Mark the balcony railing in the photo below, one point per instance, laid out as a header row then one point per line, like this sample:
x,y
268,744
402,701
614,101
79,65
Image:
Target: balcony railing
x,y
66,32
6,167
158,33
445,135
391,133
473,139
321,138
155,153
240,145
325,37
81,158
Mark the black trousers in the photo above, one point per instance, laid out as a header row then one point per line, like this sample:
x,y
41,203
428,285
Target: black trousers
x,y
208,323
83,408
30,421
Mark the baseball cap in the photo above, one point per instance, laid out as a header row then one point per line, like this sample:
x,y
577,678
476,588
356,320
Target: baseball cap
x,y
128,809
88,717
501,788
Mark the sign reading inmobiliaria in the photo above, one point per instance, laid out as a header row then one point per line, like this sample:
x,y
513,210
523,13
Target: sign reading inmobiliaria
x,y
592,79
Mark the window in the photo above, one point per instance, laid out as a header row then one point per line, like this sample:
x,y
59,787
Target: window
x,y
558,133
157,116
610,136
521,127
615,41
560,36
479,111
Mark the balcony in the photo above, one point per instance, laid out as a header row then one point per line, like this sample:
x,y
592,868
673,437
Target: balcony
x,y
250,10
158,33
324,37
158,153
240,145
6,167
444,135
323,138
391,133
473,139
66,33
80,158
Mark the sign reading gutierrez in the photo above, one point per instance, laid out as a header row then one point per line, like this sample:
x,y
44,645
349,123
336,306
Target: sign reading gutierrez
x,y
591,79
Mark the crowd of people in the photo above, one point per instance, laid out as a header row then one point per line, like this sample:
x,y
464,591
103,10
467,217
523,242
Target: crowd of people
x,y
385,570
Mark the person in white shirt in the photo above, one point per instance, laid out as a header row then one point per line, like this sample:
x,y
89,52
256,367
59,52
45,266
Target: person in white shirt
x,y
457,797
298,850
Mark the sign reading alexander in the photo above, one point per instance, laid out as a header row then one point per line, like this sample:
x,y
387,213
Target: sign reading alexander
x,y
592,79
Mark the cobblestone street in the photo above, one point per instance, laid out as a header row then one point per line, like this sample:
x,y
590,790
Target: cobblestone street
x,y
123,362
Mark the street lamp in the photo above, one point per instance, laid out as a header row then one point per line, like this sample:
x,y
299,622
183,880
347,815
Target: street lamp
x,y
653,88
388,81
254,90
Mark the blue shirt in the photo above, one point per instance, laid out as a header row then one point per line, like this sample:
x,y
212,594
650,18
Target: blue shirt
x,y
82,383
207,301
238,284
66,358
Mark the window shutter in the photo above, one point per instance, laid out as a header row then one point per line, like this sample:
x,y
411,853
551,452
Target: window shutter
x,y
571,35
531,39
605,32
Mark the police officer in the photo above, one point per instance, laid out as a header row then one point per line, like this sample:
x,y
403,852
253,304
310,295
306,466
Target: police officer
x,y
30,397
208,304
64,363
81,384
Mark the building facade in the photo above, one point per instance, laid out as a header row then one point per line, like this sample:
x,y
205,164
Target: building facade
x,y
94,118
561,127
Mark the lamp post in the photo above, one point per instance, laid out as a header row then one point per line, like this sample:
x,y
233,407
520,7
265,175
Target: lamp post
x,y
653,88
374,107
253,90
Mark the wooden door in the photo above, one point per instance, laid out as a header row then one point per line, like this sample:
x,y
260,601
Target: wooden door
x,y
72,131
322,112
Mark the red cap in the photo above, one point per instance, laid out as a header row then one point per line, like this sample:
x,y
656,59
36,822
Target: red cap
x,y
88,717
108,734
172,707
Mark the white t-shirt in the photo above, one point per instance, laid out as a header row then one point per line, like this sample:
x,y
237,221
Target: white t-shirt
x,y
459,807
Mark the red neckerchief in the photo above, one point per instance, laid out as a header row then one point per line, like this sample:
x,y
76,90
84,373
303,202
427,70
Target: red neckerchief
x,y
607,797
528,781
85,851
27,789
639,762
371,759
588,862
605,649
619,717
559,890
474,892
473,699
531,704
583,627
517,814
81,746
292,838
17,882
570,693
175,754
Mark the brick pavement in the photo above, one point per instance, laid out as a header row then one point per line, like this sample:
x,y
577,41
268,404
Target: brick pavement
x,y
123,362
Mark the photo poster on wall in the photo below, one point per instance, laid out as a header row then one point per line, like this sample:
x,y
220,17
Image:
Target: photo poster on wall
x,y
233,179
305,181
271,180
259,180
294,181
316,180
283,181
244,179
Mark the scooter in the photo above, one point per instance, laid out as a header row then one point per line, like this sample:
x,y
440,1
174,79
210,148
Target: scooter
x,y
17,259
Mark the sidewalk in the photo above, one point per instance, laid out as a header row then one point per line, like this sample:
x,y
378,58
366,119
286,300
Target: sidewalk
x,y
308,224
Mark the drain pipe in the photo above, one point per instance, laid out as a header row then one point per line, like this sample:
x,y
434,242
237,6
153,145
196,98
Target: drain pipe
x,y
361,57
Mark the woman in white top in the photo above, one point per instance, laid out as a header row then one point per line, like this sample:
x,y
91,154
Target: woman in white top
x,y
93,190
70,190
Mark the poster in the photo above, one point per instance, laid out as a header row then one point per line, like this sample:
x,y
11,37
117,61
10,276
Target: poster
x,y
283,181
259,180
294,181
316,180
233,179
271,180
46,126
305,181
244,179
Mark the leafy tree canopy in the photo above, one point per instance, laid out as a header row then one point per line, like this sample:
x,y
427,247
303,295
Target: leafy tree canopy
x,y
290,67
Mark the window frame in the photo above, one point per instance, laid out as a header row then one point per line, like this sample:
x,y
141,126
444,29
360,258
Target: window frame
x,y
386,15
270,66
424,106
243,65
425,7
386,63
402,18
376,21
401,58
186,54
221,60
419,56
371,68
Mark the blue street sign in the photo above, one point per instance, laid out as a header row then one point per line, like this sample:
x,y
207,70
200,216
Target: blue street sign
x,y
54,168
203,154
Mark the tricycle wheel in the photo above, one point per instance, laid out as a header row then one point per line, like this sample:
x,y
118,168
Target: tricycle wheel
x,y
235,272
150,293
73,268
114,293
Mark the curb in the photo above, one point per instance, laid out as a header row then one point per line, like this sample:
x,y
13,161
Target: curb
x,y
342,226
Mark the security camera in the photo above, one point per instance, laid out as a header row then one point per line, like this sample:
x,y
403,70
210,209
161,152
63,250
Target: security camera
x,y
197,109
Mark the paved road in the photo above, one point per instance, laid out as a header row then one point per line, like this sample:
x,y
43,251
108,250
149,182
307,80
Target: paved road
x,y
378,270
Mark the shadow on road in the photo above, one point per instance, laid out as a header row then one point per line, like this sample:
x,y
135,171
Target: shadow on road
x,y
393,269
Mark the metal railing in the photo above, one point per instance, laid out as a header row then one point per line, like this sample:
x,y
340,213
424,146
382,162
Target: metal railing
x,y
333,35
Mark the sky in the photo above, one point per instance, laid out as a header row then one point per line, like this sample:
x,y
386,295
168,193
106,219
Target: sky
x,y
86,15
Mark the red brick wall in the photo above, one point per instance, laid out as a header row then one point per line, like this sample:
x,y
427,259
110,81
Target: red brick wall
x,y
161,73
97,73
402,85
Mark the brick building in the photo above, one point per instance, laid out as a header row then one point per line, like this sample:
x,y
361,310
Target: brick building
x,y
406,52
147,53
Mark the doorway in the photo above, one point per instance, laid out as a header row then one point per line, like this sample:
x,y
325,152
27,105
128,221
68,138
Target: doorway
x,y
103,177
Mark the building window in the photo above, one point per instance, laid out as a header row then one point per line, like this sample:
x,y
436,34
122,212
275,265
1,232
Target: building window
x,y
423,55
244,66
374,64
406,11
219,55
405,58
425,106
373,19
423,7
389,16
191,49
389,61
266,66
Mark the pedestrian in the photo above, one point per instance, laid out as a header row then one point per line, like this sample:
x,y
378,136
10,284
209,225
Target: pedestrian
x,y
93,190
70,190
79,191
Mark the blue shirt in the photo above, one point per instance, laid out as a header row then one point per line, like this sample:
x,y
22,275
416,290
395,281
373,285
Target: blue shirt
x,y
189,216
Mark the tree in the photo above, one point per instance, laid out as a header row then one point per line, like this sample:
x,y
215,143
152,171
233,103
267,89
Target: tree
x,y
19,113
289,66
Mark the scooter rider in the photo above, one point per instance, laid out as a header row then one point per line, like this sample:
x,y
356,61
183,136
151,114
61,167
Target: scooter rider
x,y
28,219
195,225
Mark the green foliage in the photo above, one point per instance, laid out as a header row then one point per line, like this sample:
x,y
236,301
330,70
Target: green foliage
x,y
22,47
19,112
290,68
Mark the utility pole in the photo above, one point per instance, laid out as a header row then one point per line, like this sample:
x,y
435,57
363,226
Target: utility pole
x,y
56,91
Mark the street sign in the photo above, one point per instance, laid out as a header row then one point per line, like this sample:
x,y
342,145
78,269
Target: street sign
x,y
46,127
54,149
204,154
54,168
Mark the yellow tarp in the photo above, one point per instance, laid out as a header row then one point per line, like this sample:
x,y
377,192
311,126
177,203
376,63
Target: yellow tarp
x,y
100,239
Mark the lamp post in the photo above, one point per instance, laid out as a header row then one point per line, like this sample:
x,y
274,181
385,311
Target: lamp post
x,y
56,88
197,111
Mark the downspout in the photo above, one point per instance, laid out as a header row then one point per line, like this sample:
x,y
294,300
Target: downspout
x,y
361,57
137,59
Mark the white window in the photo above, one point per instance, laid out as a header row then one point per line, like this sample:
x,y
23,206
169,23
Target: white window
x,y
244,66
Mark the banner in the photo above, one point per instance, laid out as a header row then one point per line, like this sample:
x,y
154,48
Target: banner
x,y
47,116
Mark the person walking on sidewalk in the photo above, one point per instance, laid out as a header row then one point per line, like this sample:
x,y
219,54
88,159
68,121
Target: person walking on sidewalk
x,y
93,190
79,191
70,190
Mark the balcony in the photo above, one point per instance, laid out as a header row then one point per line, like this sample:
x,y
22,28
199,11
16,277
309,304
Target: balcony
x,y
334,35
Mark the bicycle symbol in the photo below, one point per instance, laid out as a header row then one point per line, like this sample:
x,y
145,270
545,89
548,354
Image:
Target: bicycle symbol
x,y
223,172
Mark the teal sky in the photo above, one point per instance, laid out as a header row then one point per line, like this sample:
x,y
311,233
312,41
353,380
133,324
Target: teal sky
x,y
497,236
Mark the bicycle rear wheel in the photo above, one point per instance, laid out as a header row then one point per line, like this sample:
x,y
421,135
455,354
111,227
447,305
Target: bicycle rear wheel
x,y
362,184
****************
• **What you will do**:
Retype only the lines running from the line with "Mark the person walking" to the end of the listing, including both of those lines.

• **The answer**:
Mark the person walking on sidewalk in the photo above, one point per instance, laid out as a header row then one point per line, like this sample:
x,y
219,54
88,159
68,121
Target: person walking on sidewalk
x,y
93,190
79,191
70,190
Mark the balcony in the photo above, one point per instance, laid out as a header row then one point per line, like this sample:
x,y
22,28
199,11
16,277
309,304
Target: balcony
x,y
334,35
Mark the bicycle symbol in the photo below, one point per instance, laid out as a header row then one point per line, like this sample:
x,y
145,270
545,89
548,354
Image:
Target: bicycle symbol
x,y
223,172
Mark the teal sky in the photo above, one point per instance, laid out as a header row then one point per line, like this sample:
x,y
311,233
312,41
353,380
133,324
Target: teal sky
x,y
497,236
Mark the bicycle rear wheel in the photo above, one point per instance, laid out as a header row then one point per line, like this sample:
x,y
421,135
455,354
111,227
447,305
Target: bicycle rear wheel
x,y
362,184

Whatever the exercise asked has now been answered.